# INSTRUCTIONS TO FOLLOW:
Reproduce each entry below in full, exactly as it was given.

# MATERIAL PROVIDED:
»»

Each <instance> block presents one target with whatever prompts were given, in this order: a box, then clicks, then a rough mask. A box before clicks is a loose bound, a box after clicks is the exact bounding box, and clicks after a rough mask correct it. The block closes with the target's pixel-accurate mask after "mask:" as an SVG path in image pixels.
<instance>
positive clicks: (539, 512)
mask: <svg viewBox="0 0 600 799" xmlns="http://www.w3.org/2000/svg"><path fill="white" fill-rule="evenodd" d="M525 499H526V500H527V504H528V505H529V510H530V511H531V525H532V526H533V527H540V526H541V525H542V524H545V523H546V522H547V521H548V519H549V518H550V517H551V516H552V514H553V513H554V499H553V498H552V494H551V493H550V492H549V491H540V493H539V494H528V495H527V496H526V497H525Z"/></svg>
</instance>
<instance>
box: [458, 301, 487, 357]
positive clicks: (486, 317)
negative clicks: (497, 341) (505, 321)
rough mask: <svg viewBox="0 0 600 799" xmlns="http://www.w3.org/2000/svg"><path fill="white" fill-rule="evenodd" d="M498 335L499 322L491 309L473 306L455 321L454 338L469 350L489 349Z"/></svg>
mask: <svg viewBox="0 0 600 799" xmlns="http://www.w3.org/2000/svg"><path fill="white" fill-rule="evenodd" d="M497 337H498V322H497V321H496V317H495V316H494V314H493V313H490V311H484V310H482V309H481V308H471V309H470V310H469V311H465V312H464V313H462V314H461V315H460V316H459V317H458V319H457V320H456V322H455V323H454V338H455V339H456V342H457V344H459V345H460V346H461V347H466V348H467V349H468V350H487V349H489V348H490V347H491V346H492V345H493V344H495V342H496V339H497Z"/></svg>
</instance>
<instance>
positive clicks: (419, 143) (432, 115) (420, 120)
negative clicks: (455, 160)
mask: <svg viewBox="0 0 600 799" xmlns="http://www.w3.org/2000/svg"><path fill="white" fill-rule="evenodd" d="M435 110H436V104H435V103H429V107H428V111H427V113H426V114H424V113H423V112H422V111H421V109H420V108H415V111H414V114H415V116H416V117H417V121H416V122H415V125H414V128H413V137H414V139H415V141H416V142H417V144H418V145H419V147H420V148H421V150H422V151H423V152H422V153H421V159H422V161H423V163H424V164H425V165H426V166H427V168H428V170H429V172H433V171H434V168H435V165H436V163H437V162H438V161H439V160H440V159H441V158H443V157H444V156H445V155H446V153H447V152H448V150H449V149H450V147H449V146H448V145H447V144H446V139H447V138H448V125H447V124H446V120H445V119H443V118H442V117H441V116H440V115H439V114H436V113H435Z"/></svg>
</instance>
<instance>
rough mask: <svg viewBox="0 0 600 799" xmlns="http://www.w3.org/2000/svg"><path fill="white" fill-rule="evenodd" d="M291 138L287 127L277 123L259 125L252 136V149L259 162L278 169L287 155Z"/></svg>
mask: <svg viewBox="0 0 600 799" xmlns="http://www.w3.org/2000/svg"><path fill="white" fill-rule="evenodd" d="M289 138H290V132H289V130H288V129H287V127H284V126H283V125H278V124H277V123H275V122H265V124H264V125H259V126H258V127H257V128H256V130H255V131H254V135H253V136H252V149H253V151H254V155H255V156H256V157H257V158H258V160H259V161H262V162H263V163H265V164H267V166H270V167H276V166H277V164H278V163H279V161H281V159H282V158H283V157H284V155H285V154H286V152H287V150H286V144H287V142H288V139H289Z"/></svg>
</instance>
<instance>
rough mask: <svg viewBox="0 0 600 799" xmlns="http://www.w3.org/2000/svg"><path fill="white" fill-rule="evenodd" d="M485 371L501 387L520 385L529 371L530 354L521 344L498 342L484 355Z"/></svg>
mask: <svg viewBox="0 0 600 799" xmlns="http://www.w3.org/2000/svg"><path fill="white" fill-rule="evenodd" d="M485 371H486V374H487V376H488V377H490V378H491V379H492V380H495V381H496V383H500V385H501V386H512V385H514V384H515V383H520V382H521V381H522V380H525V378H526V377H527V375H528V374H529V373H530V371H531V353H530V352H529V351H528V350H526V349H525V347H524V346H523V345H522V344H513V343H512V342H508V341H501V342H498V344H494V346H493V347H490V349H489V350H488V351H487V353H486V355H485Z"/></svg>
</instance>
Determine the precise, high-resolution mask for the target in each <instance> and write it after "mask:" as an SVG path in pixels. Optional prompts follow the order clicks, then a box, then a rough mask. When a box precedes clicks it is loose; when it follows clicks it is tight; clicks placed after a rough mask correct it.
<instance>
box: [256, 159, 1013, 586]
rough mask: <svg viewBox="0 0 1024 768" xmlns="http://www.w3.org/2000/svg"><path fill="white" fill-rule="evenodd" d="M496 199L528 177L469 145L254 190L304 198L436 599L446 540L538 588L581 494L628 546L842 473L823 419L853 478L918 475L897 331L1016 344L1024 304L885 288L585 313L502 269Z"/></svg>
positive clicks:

««

# ANSWER FOR THIS EXERCISE:
Each <instance> block presents one target with whatever prompts were given, in this order: a box, then clicks, then a rough mask. A box before clicks is a loose bound, a box after clicks is the exact bounding box, and clicks after a rough mask correct it. The block closes with the target's pixel-accurate mask after "mask:" as an SVG path in image pixels.
<instance>
positive clicks: (539, 512)
mask: <svg viewBox="0 0 600 799" xmlns="http://www.w3.org/2000/svg"><path fill="white" fill-rule="evenodd" d="M525 499H526V500H527V504H528V505H529V510H530V511H531V525H532V526H533V527H540V526H541V525H542V524H545V523H546V522H547V521H548V519H549V518H550V517H551V516H552V514H553V513H554V499H553V498H552V494H551V493H550V492H549V491H540V493H539V494H528V495H527V496H526V497H525Z"/></svg>
</instance>
<instance>
box: [458, 301, 487, 357]
positive clicks: (486, 317)
negative clicks: (497, 341) (505, 321)
rough mask: <svg viewBox="0 0 600 799" xmlns="http://www.w3.org/2000/svg"><path fill="white" fill-rule="evenodd" d="M498 335L499 322L491 309L473 306L455 321L454 338L469 350L489 349Z"/></svg>
mask: <svg viewBox="0 0 600 799" xmlns="http://www.w3.org/2000/svg"><path fill="white" fill-rule="evenodd" d="M497 337H498V322H497V321H496V317H495V316H494V314H493V313H490V311H484V310H482V309H481V308H471V309H470V310H469V311H465V312H464V313H462V314H461V315H460V316H459V317H458V319H457V320H456V322H455V323H454V338H455V339H456V342H457V344H459V345H460V346H461V347H466V348H467V349H468V350H487V349H489V348H490V347H491V346H492V345H493V344H495V342H496V339H497Z"/></svg>
</instance>
<instance>
positive clicks: (419, 143) (432, 115) (420, 120)
negative clicks: (455, 160)
mask: <svg viewBox="0 0 600 799" xmlns="http://www.w3.org/2000/svg"><path fill="white" fill-rule="evenodd" d="M435 110H436V104H435V103H429V107H428V111H427V113H426V114H424V113H423V112H422V111H421V109H420V108H415V111H414V114H415V116H416V117H417V121H416V122H415V125H414V128H413V137H414V139H415V141H416V142H417V144H418V145H419V147H420V148H421V150H422V151H423V152H422V153H421V159H422V161H423V163H424V164H425V165H426V166H427V168H428V170H429V172H433V171H434V168H435V165H436V163H437V162H438V161H439V160H440V159H441V158H443V157H444V156H445V155H446V153H447V152H448V150H449V149H450V147H449V146H448V145H447V144H446V139H447V138H448V125H447V124H446V120H445V119H443V118H442V117H441V116H440V115H439V114H436V113H435Z"/></svg>
</instance>
<instance>
rough mask: <svg viewBox="0 0 600 799" xmlns="http://www.w3.org/2000/svg"><path fill="white" fill-rule="evenodd" d="M291 138L287 127L277 123L259 125L252 136V149L259 162L278 169L287 155Z"/></svg>
mask: <svg viewBox="0 0 600 799" xmlns="http://www.w3.org/2000/svg"><path fill="white" fill-rule="evenodd" d="M289 138H290V132H289V130H288V129H287V127H284V126H283V125H278V124H277V123H275V122H265V124H264V125H259V126H258V127H257V128H256V130H255V131H254V135H253V136H252V149H253V151H254V155H255V156H256V157H257V158H258V160H259V161H262V162H263V163H265V164H267V166H270V167H276V166H277V164H278V163H279V161H281V159H282V158H283V157H284V155H285V154H286V152H287V150H286V144H287V142H288V139H289Z"/></svg>
</instance>
<instance>
rough mask: <svg viewBox="0 0 600 799" xmlns="http://www.w3.org/2000/svg"><path fill="white" fill-rule="evenodd" d="M485 371L501 387L520 385L529 371L530 354L521 344L498 342L484 355Z"/></svg>
mask: <svg viewBox="0 0 600 799" xmlns="http://www.w3.org/2000/svg"><path fill="white" fill-rule="evenodd" d="M485 371H486V374H487V376H488V377H490V378H491V379H492V380H495V381H496V383H500V385H501V386H512V385H514V384H515V383H520V382H521V381H522V380H525V378H526V377H527V375H528V374H529V373H530V371H531V353H530V352H529V351H528V350H526V349H525V347H524V346H523V345H522V344H513V343H512V342H508V341H501V342H498V344H494V346H493V347H490V349H489V350H488V351H487V353H486V355H485Z"/></svg>
</instance>
Determine the precise, high-resolution mask for the target in each <instance> and write it after "mask:" as an SVG path in pixels. Optional prompts follow the order clicks, then a box, then a rough mask. When a box precedes clicks it is loose; when it follows clicks it is tight; clicks placed after a rough mask correct it.
<instance>
box: [256, 159, 1013, 586]
rough mask: <svg viewBox="0 0 1024 768" xmlns="http://www.w3.org/2000/svg"><path fill="white" fill-rule="evenodd" d="M496 199L528 177L469 145L254 190L304 198L436 599L446 540L538 588L581 494L628 546L842 473L823 419L853 478L918 475L897 331L1016 344L1024 304L885 288L585 313L502 269Z"/></svg>
positive clicks:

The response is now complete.